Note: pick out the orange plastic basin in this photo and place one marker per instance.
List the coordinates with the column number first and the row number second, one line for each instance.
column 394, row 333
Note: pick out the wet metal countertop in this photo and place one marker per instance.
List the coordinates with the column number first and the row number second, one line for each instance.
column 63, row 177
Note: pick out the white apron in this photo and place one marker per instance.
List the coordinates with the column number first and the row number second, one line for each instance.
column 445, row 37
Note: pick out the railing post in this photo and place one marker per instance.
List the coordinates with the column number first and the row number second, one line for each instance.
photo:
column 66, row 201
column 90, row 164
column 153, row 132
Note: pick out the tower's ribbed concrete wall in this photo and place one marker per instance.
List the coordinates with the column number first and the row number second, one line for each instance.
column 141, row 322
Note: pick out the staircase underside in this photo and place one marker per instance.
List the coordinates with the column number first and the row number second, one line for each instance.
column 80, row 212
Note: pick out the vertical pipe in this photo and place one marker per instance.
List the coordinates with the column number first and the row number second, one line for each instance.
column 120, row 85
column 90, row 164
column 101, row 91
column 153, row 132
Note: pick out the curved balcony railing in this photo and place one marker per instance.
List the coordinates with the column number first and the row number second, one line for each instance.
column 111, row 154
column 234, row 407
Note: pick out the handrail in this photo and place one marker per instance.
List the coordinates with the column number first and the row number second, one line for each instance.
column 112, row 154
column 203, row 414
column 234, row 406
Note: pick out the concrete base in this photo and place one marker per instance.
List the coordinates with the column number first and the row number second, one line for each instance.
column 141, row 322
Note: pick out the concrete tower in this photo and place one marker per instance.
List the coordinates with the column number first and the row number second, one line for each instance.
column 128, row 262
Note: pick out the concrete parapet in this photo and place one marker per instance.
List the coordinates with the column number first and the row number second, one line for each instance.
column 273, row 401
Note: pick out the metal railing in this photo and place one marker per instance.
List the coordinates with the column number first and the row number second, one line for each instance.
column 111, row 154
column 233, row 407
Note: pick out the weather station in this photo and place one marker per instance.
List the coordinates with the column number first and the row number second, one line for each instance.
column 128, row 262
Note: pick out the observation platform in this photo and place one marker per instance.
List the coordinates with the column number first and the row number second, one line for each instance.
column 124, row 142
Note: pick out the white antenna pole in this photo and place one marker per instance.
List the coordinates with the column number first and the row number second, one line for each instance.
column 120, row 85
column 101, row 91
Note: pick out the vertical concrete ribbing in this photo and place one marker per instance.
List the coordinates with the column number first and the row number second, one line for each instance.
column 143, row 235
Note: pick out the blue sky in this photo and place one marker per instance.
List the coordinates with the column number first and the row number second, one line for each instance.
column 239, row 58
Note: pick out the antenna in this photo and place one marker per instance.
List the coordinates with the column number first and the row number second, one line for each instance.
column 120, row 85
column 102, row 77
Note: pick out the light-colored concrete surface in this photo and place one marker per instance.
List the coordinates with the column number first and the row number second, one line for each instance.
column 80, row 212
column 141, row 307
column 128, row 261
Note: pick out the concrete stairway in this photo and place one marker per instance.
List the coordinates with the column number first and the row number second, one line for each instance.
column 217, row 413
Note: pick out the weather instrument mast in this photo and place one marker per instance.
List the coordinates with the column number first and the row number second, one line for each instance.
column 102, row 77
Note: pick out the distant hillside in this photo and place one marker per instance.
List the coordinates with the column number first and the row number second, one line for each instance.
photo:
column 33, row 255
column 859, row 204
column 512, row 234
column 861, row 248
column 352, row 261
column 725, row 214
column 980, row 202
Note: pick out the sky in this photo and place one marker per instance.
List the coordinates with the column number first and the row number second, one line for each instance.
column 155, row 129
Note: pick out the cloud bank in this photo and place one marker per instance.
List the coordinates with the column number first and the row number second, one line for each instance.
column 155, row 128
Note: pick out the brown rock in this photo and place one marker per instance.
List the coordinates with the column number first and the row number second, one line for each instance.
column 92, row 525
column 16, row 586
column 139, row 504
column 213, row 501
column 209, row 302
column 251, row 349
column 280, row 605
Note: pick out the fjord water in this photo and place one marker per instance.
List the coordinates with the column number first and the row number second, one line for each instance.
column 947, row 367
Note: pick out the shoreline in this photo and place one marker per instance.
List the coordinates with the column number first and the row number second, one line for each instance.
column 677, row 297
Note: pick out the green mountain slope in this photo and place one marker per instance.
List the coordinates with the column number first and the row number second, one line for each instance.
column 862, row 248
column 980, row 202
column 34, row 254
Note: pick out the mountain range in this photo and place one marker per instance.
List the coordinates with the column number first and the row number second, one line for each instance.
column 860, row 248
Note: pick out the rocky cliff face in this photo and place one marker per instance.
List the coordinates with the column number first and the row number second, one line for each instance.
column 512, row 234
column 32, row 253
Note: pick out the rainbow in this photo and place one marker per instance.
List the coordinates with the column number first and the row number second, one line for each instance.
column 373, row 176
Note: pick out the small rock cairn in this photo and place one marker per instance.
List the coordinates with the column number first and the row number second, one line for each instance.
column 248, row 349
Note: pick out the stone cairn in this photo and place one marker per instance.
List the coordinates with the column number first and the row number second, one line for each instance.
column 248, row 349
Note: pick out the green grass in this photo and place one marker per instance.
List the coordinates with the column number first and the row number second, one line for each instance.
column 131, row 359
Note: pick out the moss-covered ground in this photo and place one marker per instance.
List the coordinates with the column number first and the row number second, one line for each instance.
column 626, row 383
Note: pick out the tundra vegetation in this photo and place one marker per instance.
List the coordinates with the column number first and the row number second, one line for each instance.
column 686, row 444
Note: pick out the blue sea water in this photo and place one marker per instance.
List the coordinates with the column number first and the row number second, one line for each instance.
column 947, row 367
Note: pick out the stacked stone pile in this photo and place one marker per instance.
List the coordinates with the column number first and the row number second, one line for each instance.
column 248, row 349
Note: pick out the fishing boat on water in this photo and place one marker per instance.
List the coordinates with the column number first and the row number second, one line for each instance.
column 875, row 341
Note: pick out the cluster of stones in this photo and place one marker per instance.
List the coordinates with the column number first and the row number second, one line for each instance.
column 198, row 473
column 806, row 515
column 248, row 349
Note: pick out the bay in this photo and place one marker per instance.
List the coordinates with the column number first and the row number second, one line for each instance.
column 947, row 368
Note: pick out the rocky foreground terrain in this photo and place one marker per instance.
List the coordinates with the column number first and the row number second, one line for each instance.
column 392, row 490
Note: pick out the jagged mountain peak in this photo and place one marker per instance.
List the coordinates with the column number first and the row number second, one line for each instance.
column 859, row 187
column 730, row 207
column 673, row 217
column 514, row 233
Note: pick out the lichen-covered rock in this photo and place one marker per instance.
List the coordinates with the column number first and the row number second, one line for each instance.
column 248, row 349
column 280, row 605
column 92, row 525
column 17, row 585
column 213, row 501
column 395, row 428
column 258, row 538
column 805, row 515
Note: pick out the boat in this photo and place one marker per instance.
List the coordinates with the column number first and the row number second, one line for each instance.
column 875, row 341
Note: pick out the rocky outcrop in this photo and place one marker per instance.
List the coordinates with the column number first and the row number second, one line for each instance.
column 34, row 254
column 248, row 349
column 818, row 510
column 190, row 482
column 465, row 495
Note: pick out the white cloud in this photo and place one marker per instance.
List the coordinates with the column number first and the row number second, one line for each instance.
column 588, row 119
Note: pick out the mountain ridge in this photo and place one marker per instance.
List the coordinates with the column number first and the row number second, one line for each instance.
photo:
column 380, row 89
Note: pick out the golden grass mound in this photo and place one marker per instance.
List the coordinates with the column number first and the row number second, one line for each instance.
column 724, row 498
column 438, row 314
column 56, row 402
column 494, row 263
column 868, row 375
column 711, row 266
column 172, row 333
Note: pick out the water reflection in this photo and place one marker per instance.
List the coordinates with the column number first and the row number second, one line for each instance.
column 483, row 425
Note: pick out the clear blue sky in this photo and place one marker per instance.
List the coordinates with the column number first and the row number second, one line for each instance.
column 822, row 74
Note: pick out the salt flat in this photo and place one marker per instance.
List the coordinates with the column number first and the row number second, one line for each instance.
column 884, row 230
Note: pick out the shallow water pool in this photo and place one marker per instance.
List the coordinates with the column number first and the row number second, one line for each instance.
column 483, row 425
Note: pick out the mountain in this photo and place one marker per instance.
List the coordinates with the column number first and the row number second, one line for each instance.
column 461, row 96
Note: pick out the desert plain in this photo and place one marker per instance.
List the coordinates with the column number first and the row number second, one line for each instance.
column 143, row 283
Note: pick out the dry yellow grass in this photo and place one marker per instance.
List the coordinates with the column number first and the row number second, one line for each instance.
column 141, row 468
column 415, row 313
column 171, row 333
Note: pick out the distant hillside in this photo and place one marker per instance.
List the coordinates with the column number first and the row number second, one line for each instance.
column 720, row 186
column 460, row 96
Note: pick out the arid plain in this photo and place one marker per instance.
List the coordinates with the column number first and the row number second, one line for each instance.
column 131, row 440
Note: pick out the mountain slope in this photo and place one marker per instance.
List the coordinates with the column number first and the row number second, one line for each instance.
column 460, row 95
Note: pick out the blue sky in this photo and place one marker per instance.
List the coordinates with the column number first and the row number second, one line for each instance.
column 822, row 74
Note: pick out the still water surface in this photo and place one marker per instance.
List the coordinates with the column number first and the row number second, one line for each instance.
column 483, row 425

************

* [Requirement] Once the line containing "Note: pick out the staircase" has been set down, nothing more is wanted; set down each line of the listing above up to it exactly, starting with the first.

* [Your response]
Note: pick out the orange plastic basin in this photo and place one marker per instance.
List the coordinates with the column number first and the row number second, one line for each instance.
column 394, row 333
Note: pick out the wet metal countertop in this photo and place one marker per instance.
List the coordinates with the column number first and the row number second, one line for each instance.
column 63, row 177
Note: pick out the white apron in this photo and place one marker per instance.
List the coordinates with the column number first and the row number second, one line for each instance.
column 445, row 37
Note: pick out the railing post in this photo and place one marker per instance.
List the coordinates with the column number first and the row number second, one line for each instance.
photo:
column 66, row 201
column 90, row 164
column 153, row 132
Note: pick out the tower's ribbed concrete wall in this photo and place one marker per instance.
List the coordinates with the column number first and the row number second, one line for each instance.
column 141, row 322
Note: pick out the staircase underside in this photo and place one marker per instance.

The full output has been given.